Problem description: Reproduce all entries precisely, down to the last character.

Provided entries:
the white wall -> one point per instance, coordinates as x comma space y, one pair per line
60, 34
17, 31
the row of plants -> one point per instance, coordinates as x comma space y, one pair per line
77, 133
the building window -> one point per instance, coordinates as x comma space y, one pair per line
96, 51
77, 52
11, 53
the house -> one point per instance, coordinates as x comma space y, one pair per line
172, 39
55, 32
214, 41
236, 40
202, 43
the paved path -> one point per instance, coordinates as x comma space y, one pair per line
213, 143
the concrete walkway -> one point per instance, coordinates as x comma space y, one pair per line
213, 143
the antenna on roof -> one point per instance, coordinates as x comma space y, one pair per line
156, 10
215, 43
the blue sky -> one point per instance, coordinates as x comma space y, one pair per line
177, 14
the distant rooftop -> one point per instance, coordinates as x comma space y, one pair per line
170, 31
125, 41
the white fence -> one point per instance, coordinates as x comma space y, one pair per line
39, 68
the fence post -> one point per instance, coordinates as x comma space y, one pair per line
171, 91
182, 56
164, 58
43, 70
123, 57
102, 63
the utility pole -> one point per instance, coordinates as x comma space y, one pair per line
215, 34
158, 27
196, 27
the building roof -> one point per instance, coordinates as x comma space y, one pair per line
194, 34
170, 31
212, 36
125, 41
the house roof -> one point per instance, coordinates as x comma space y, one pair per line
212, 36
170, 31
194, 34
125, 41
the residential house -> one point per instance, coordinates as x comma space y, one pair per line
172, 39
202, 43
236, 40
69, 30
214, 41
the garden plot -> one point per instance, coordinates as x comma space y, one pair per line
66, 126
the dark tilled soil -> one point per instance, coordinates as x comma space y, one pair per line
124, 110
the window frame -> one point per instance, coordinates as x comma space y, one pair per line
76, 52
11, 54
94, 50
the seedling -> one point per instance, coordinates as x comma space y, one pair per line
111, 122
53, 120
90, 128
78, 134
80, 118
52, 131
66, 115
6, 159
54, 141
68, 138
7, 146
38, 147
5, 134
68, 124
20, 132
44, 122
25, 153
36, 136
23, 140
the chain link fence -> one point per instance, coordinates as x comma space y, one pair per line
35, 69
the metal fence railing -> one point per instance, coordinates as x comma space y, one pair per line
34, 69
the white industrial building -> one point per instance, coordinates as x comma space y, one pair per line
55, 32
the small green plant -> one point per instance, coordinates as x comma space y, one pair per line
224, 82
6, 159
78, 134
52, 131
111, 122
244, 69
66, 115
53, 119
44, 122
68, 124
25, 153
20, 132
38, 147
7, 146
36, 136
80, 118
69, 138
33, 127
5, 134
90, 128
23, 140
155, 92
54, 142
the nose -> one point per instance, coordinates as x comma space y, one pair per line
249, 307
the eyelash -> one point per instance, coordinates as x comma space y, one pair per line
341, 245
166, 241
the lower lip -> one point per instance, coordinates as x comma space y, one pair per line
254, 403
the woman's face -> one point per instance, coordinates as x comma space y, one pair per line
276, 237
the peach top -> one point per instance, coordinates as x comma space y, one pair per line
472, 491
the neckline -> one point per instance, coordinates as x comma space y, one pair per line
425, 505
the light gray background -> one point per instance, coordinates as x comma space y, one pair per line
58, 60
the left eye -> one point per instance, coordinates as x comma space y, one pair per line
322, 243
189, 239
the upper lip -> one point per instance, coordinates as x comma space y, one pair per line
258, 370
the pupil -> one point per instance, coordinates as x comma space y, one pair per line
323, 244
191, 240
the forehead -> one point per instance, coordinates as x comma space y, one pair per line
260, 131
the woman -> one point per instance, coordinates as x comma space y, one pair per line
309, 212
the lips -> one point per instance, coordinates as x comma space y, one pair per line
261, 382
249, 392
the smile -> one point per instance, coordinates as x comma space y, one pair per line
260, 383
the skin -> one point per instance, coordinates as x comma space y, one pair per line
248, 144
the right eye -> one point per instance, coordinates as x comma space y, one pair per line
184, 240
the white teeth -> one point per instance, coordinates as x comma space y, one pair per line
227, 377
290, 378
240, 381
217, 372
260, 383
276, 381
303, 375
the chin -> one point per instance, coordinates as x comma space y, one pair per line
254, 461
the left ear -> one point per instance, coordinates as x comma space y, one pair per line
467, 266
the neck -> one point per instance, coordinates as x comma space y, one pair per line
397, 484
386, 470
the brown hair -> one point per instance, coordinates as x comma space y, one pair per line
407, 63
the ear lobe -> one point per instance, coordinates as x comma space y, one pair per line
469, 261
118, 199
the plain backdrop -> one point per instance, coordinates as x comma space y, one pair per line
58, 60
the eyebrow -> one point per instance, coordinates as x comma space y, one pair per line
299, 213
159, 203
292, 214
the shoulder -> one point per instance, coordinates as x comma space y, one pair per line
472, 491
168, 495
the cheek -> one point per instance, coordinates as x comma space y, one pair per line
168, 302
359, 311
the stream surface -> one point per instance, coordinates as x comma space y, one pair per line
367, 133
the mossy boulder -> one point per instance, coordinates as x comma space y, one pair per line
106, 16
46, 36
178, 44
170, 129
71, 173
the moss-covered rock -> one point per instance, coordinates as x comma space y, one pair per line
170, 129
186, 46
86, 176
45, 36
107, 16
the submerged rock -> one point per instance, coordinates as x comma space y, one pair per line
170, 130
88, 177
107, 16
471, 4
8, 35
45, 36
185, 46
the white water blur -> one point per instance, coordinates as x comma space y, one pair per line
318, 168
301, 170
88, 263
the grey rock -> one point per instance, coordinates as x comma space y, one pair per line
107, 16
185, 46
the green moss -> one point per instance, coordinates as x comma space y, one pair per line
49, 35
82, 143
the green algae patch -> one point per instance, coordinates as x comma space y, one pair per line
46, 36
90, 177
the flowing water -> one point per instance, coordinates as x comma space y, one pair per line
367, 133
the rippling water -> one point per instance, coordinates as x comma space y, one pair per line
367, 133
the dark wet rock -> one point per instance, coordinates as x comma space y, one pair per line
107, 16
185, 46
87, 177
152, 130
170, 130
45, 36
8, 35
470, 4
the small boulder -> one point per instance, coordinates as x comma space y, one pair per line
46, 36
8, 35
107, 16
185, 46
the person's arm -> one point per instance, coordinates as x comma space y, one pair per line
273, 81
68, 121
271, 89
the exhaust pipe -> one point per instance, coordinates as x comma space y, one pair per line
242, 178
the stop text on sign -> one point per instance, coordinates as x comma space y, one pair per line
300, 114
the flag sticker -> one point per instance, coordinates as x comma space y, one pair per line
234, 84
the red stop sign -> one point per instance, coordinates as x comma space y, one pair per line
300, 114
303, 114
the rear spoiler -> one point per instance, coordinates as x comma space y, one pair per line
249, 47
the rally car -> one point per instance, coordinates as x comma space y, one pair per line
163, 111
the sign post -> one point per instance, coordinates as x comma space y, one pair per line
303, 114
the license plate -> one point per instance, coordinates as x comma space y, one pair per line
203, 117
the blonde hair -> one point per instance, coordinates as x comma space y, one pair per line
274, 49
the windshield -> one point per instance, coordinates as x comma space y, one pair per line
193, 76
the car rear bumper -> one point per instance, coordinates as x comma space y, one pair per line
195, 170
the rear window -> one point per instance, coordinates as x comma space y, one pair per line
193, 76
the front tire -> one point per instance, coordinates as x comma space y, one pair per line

Task solution:
the white wall -> one point per instance, coordinates as x comma space y, one pair per line
60, 34
17, 31
the row of plants -> one point per instance, coordinates as x comma space y, one pair per line
77, 133
the building window -> one point per instance, coordinates as x comma space y, one pair per line
96, 51
77, 52
11, 53
the house -> one point per instance, coordinates as x comma space y, one pair per line
172, 39
55, 32
214, 41
236, 40
202, 43
the paved path -> one point per instance, coordinates as x comma space y, one pair per line
213, 143
the concrete walkway -> one point per instance, coordinates as x comma space y, one pair per line
213, 143
the antenna on roof -> one point per instance, coordinates as x comma space y, one pair per line
156, 10
215, 43
the blue sky -> one point per instance, coordinates as x comma space y, one pair per line
177, 14
the distant rooftop -> one point per instance, coordinates as x comma space y, one pair per line
170, 31
125, 41
the white fence -> one point per instance, coordinates as x comma space y, one pair per line
39, 68
the fence post -> one point per instance, coordinates as x comma space y, one pair per line
171, 91
182, 56
164, 58
43, 70
123, 57
102, 63
the utility pole -> one point per instance, coordinates as x comma space y, one pair per line
215, 34
158, 27
196, 27
the building roof -> one point per instance, coordinates as x comma space y, one pair per line
194, 34
170, 31
212, 36
125, 41
the house roof -> one point per instance, coordinates as x comma space y, one pair per line
212, 36
170, 31
194, 34
125, 41
the residential house -> one point per instance, coordinates as x comma space y, one pair per line
172, 39
202, 43
236, 40
69, 30
214, 41
the garden plot -> one point per instance, coordinates as x comma space y, one pair per line
66, 126
the dark tilled soil -> one point per instance, coordinates as x comma space y, one pair per line
124, 110
the window frame -> one point per instance, coordinates as x comma space y, one pair per line
76, 52
11, 54
94, 50
the seedling -> one point per instance, coordinates as x comma space y, one pair per line
111, 122
53, 120
90, 128
78, 134
80, 118
52, 131
66, 115
6, 159
54, 141
68, 138
7, 146
38, 147
5, 134
68, 124
20, 132
44, 122
25, 153
36, 136
23, 140
the chain link fence -> one point per instance, coordinates as x comma space y, one pair per line
35, 69
the metal fence railing -> one point per instance, coordinates as x comma space y, one pair per line
34, 69
the white industrial building -> one point per instance, coordinates as x comma space y, one pair per line
55, 32
the small green plant -> one point per instance, coordinates as x comma space y, one pair per line
224, 82
6, 159
78, 134
52, 131
111, 122
244, 69
66, 115
53, 119
44, 122
68, 124
25, 153
20, 132
38, 147
7, 146
36, 136
80, 118
69, 138
33, 127
5, 134
90, 128
23, 140
155, 92
54, 142
the nose -> one point per instance, coordinates as x comma space y, one pair per line
249, 307
the eyelash -> one point per instance, coordinates as x comma space y, one pair per line
341, 245
166, 241
the lower lip -> one point per instance, coordinates as x comma space y, one pair per line
254, 403
the woman's face -> one point per instance, coordinates as x comma space y, one pair per line
276, 237
the peach top -> one point per instance, coordinates as x comma space y, one pair per line
472, 491
the neckline -> one point per instance, coordinates as x comma space y, one pair per line
425, 505
the light gray background -> one point per instance, coordinates as x comma space y, one pair per line
58, 60
the left eye -> one point per instance, coordinates as x comma space y, one pair per line
322, 243
189, 239
the upper lip -> one point per instance, coordinates as x comma space y, one pair per line
258, 370
the pupil -> one point per instance, coordinates as x comma space y, one pair per line
323, 244
191, 240
the forehead -> one point per instance, coordinates as x comma space y, one pair per line
260, 131
the woman -> one point per instance, coordinates as x comma space y, one pair per line
309, 212
the lips -> one point per instance, coordinates as x comma space y, one pair per line
261, 382
249, 392
the smile -> one point per instance, coordinates as x comma space y, one pair per line
260, 383
the skin -> one point per instance, coordinates as x comma space y, one pair per line
248, 144
the right eye -> one point per instance, coordinates as x comma space y, one pair per line
184, 240
the white teeth -> one point per instance, coordinates as x comma space y, one pair per line
227, 377
290, 378
240, 381
217, 372
260, 383
276, 381
303, 375
the chin -> one point per instance, coordinates as x comma space y, one pair per line
254, 461
the left ear -> one point per instance, coordinates as x comma space y, one pair per line
467, 266
the neck -> one point per instance, coordinates as x comma space y, one pair per line
397, 484
386, 470
the brown hair -> one point per instance, coordinates as x comma space y, one pair per line
407, 63
the ear lobe -> one point per instance, coordinates as x comma space y, one pair per line
469, 261
118, 199
the plain backdrop -> one point per instance, coordinates as x comma space y, one pair per line
58, 60
the eyebrow -> one point per instance, coordinates as x comma space y, one pair per line
299, 213
159, 203
292, 214
the shoulder -> one point per instance, coordinates as x comma space y, one pair per line
472, 491
168, 495
the cheek -> one point per instance, coordinates as x comma space y, one pair per line
168, 302
359, 311
the stream surface -> one point per instance, coordinates as x comma space y, one pair per line
367, 133
the mossy boulder -> one point per instance, coordinates as x comma space y, one pair per line
106, 16
46, 36
178, 44
170, 129
71, 173
the moss-covered rock -> one point per instance, coordinates as x comma space y, one pair per line
170, 129
186, 46
86, 176
45, 36
107, 16
the submerged rock -> one point per instance, coordinates as x comma space y, one pair per line
170, 130
88, 177
107, 16
471, 4
8, 35
45, 36
185, 46
the white water blur -> one point per instance, coordinates as x comma space y, one pair per line
318, 168
301, 170
88, 263
the grey rock -> one point per instance, coordinates as x comma space y, one pair per line
107, 16
185, 46
the green moss -> one point per instance, coordinates as x comma space y, one pair per line
49, 35
82, 143
the green algae patch -> one point per instance, coordinates as x comma space y, one pair per line
46, 36
90, 177
the flowing water -> one point per instance, coordinates as x comma space y, one pair per line
367, 133
the rippling water -> one point per instance, coordinates as x comma space y, one pair per line
367, 133
the dark wet rock -> one point per instance, coordinates as x comma space y, one pair per line
107, 16
185, 46
87, 177
152, 130
170, 130
45, 36
8, 35
470, 4
the small boulder -> one point per instance, coordinates as x comma space y, one pair per line
46, 36
8, 35
107, 16
185, 46
the person's arm -> one point per instance, coordinates as x comma space y, one pair per line
273, 81
68, 121
271, 89
the exhaust pipe -> one point per instance, coordinates as x comma space y, one pair per line
242, 178
the stop text on sign -> one point per instance, coordinates as x comma space y, one pair per line
300, 114
the flag sticker -> one point per instance, coordinates as x comma space y, one pair per line
234, 84
the red stop sign -> one point per instance, coordinates as x comma space y, one pair per line
300, 114
303, 114
the rear spoiler -> one point per instance, coordinates as x comma space y, one pair per line
249, 47
the rally car -> one point per instance, coordinates as x comma space y, one pair per line
163, 111
the sign post -> one point per instance, coordinates as x comma space y, one pair per line
303, 114
the license plate -> one point per instance, coordinates as x comma space y, one pair per line
203, 117
the blonde hair -> one point per instance, coordinates as x comma space y, one pair per line
274, 49
the windshield -> one point per instance, coordinates as x comma space y, one pair per line
193, 76
the car rear bumper -> one point per instance, coordinates as x comma space y, one pair per line
195, 170
the rear window -> one point per instance, coordinates as x comma space y, one pair per line
193, 76
the front tire -> one point per instance, coordinates as x comma space y, one pair per line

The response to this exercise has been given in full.